Material provided:
┌──
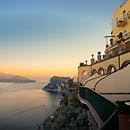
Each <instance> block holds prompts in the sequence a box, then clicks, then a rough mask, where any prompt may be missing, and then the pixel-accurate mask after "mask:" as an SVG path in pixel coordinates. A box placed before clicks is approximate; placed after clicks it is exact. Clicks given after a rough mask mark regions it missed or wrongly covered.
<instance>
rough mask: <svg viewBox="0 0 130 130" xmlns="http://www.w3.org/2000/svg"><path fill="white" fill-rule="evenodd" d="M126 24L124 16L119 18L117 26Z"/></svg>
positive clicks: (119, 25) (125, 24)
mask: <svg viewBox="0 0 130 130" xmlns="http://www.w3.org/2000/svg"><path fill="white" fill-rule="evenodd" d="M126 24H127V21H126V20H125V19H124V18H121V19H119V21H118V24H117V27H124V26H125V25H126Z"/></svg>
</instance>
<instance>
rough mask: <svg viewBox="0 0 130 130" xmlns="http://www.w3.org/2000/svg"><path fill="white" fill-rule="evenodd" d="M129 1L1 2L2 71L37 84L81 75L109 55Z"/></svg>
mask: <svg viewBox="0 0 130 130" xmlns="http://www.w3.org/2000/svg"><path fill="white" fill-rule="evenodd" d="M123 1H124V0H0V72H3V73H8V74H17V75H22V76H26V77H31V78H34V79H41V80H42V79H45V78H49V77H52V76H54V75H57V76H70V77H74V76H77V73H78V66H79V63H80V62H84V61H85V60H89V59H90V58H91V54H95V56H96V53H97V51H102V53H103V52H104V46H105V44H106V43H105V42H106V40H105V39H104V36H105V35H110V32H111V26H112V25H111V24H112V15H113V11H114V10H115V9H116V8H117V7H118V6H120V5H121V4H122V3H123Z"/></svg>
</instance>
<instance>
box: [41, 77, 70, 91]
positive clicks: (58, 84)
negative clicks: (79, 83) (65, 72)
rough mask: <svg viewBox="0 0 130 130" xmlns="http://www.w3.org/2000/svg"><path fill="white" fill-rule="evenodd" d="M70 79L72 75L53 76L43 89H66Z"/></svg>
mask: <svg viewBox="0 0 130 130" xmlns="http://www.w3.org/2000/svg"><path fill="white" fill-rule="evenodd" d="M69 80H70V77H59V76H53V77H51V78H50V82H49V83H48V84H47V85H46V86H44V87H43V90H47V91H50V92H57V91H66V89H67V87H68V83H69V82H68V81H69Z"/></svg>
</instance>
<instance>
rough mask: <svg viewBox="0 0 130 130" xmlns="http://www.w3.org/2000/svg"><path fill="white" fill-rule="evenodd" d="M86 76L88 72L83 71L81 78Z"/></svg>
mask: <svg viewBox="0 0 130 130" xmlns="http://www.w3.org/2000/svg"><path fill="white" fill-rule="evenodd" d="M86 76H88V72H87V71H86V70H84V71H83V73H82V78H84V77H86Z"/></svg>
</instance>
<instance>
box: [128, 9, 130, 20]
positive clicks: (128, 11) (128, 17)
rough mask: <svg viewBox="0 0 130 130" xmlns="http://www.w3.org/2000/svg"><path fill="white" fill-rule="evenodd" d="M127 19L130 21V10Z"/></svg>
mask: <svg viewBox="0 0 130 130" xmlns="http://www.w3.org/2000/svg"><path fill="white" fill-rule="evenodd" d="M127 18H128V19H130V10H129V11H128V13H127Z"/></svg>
└──
┌──
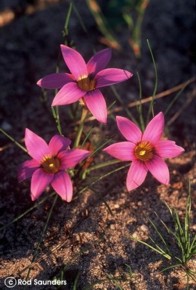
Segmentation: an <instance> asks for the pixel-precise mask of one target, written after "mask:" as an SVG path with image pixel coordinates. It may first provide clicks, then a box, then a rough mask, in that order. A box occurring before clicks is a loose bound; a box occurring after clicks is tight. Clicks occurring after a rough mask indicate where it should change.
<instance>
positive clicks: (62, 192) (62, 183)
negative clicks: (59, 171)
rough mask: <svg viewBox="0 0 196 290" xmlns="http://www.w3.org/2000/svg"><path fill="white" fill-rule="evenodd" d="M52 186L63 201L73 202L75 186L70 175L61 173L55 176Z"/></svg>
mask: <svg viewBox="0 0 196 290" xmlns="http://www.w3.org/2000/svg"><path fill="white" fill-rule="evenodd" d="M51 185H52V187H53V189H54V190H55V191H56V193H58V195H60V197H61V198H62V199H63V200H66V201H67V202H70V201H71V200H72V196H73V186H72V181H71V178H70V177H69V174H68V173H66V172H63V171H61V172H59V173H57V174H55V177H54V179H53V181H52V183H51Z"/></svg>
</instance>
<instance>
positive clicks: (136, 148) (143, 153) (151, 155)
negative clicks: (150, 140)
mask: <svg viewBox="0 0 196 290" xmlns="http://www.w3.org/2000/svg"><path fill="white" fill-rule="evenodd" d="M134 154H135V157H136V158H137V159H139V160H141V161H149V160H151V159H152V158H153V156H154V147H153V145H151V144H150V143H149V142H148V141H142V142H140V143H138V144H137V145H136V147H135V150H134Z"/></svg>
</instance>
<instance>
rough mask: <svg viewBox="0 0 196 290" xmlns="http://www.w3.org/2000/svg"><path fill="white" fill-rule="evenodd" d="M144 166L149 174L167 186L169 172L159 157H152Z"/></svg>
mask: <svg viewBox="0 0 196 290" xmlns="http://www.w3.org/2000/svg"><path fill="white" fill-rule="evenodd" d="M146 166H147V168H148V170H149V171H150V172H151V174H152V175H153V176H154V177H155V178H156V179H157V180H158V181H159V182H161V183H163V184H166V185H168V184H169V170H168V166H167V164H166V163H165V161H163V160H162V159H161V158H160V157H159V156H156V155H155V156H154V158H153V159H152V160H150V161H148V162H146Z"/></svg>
└──
┌──
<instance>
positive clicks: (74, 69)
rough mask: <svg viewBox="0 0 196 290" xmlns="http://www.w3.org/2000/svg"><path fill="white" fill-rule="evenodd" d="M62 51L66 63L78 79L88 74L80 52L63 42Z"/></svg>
└──
What you should do: Would you quote everything above from the line containing "positive clicks: (62, 192) (62, 183)" down to the line containing "negative clicks: (59, 171)"? Include both of those lines and nothing else.

Your response:
positive clicks: (62, 192) (62, 183)
negative clicks: (59, 171)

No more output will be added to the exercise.